Exercise goal -
Please repeat the records below word for word, leaving out the pictures.
________________________
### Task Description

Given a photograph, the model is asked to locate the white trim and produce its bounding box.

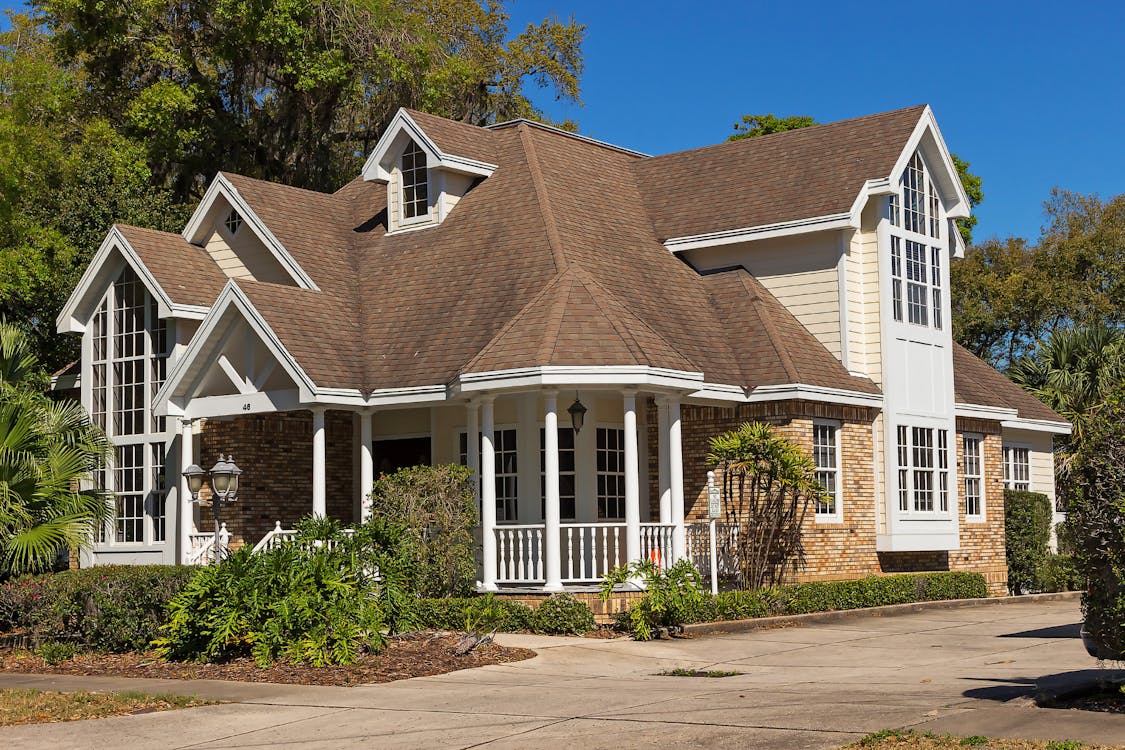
[360,108,498,182]
[664,213,858,253]
[181,172,320,290]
________________________
Written reply -
### Task Description

Given a photograph, the model is asked to locate the white trim and produce its bounding box.

[360,108,498,182]
[664,213,858,253]
[181,172,320,290]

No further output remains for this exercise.